### [Records provided]
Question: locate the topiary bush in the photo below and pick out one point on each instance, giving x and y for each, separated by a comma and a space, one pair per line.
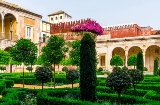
65, 69
155, 66
29, 68
136, 77
140, 61
158, 72
100, 69
118, 81
43, 74
9, 83
125, 68
72, 75
88, 68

### [Exercise goal]
Please print all the data above word for word. Pictures should not appear in the copy.

### [Finished exercise]
Question: locate the topiary bush in the photo below and pick out one point on each instance, giving x and y for each, separated by a comma and a space, one pair per line.
65, 69
155, 66
29, 68
136, 77
140, 61
158, 72
100, 69
118, 81
43, 74
9, 83
125, 68
72, 75
88, 68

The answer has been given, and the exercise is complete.